**TASK ITEM**
Retype the passage from the audio transcription page, everything from "You need to" down to "in your PATH).".

**SOURCE EXTRACT**

......

Audio Transcription
GenAIScript supports transcription and translations from OpenAI like APIs.
const { text } = await transcribe("video.mp4")
Configuration
Section titled “Configuration”The transcription API will automatically use ffmpeg to convert videos to audio files (opus codec in a ogg container).
You need to install ffmpeg on your system. If the FFMPEG_PATH
environment variable is set,
GenAIScript will use it as the full path to the ffmpeg executable.
Otherwise, it will attempt to call ffmpeg directly
(so it should be in your PATH).
By default, the API uses the transcription
model alias to transcribe the audio.
You can also specify a different model alias using the model
option.
const { text } = await transcribe("...", { model: "openai:whisper-1" })
Segments
Section titled “Segments”For models that support it, you can retreive the individual segments.
const { segments } = await transcribe("...")for (const segment of segments) { const { start, text } = segment console.log(`[${start}] ${text}`)}
SRT and VTT
Section titled “SRT and VTT”GenAIScript renders the segments to SRT and WebVTT formats as well.
const { srt, vtt } = await transcribe("...")
Translation
Section titled “Translation”Some models also support transcribing and translating to English in one pass. For this case,
set the translate: true
flag.
const { srt } = await transcribe("...", { translate: true })
You can cache the transcription results by setting the cache
option to true
(or a custom name).
const { srt } = await transcribe("...", { cache: true })
or a custom salt
const { srt } = await transcribe("...", { cache: "whisper" })
VTT, SRT parsers
Section titled “VTT, SRT parsers”You can parse VTT and SRT files using the parsers.transcription
function.
const segments = parsers.transcription("WEBVTT...")

......

Entries taken from a collection:
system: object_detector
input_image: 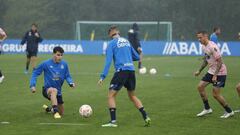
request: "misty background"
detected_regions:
[0,0,240,41]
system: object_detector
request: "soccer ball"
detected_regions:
[139,67,147,74]
[149,68,157,75]
[79,105,93,118]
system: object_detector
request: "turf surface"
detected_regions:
[0,54,240,135]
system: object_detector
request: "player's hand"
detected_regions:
[194,71,201,76]
[69,83,76,89]
[31,87,36,93]
[212,75,217,83]
[98,79,103,85]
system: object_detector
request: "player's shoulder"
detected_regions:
[61,60,68,65]
[41,59,52,64]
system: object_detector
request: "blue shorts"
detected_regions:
[42,87,64,104]
[109,70,136,91]
[202,73,227,88]
[26,50,38,58]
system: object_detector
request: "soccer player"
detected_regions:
[20,23,43,74]
[0,27,7,54]
[30,46,75,119]
[0,70,4,83]
[128,23,143,69]
[98,26,151,127]
[195,31,234,118]
[234,83,240,113]
[210,27,221,44]
[0,28,7,83]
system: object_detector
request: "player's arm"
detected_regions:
[36,32,43,43]
[131,46,140,61]
[30,63,44,93]
[98,45,113,84]
[134,31,141,47]
[212,48,223,82]
[65,64,75,88]
[20,32,28,45]
[194,56,208,76]
[0,30,7,41]
[214,57,223,76]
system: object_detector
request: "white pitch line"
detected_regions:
[38,123,89,126]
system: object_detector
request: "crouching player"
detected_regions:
[30,46,75,119]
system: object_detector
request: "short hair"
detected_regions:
[108,25,118,34]
[213,27,220,32]
[197,30,208,35]
[32,23,38,27]
[53,46,64,53]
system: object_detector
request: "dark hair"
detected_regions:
[53,46,64,53]
[213,27,220,32]
[197,30,208,35]
[32,23,38,27]
[132,23,139,31]
[108,25,118,34]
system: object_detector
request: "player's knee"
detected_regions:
[197,85,204,91]
[236,84,240,92]
[48,88,57,95]
[213,92,220,99]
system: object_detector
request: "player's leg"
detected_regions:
[24,51,31,74]
[102,71,126,127]
[47,87,61,118]
[128,90,151,126]
[31,56,37,70]
[236,83,240,97]
[137,47,143,69]
[102,89,118,127]
[197,80,212,117]
[0,70,4,83]
[213,86,234,118]
[234,83,240,113]
[108,89,118,123]
[57,96,64,115]
[124,71,151,126]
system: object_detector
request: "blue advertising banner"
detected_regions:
[0,40,240,56]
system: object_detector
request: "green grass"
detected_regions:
[0,55,240,135]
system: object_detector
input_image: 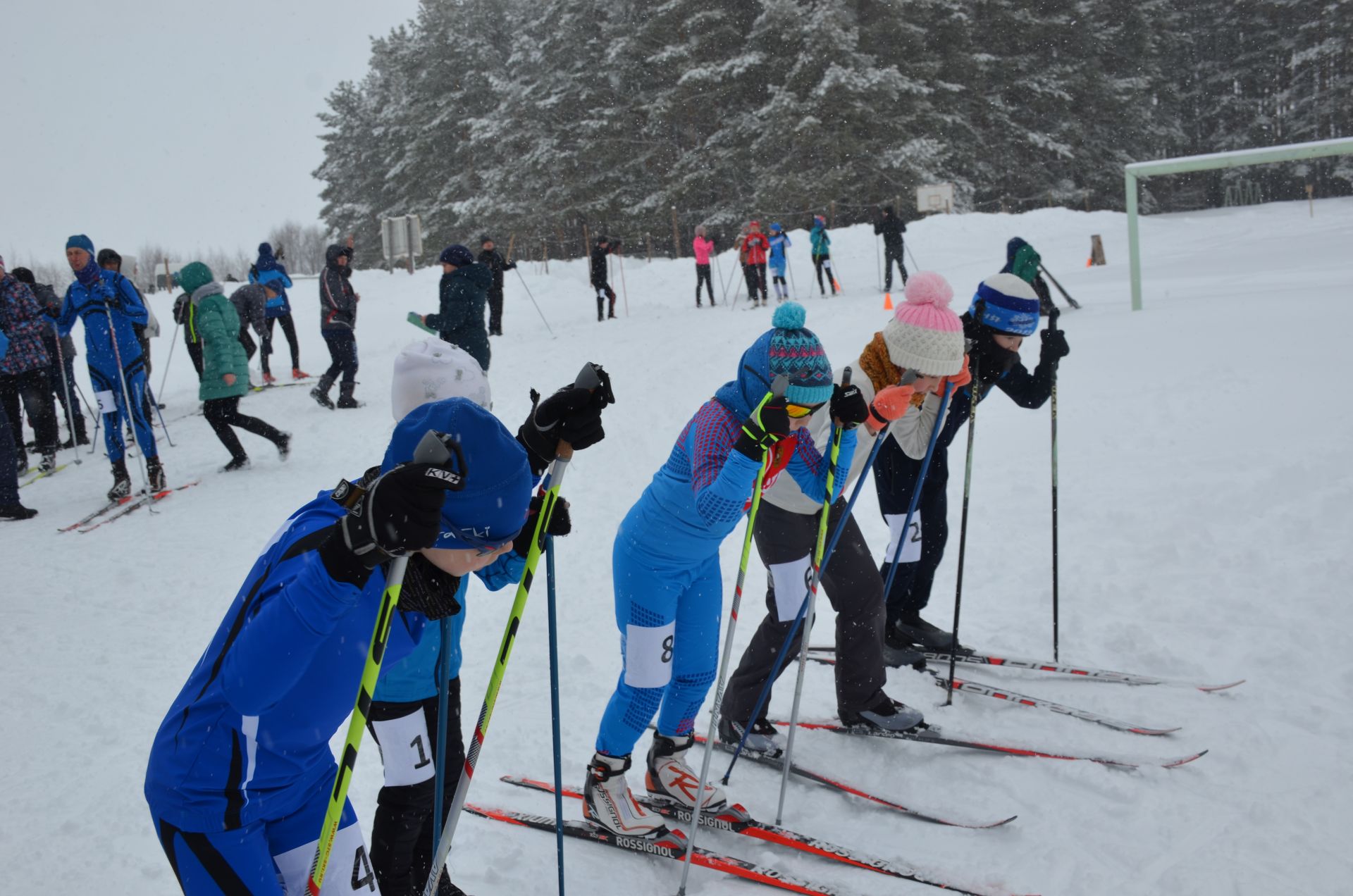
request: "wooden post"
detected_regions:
[1091,232,1108,266]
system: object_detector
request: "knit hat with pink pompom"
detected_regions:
[884,270,963,376]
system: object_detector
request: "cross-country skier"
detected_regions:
[175,261,291,473]
[249,242,310,383]
[144,373,600,896]
[310,242,362,410]
[591,237,619,321]
[422,245,494,372]
[369,338,581,896]
[770,223,794,301]
[57,232,165,501]
[690,225,715,309]
[808,216,836,295]
[9,266,89,448]
[479,234,517,338]
[743,220,770,307]
[874,206,906,292]
[719,272,966,755]
[584,301,869,836]
[0,259,61,473]
[874,273,1069,649]
[1001,237,1057,317]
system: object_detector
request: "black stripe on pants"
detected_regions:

......

**SOLUTION**
You need to install ffmpeg on your system. If the FFMPEG_PATH
environment variable is set,
GenAIScript will use it as the full path to the ffmpeg executable.
Otherwise, it will attempt to call ffmpeg directly
(so it should be in your PATH).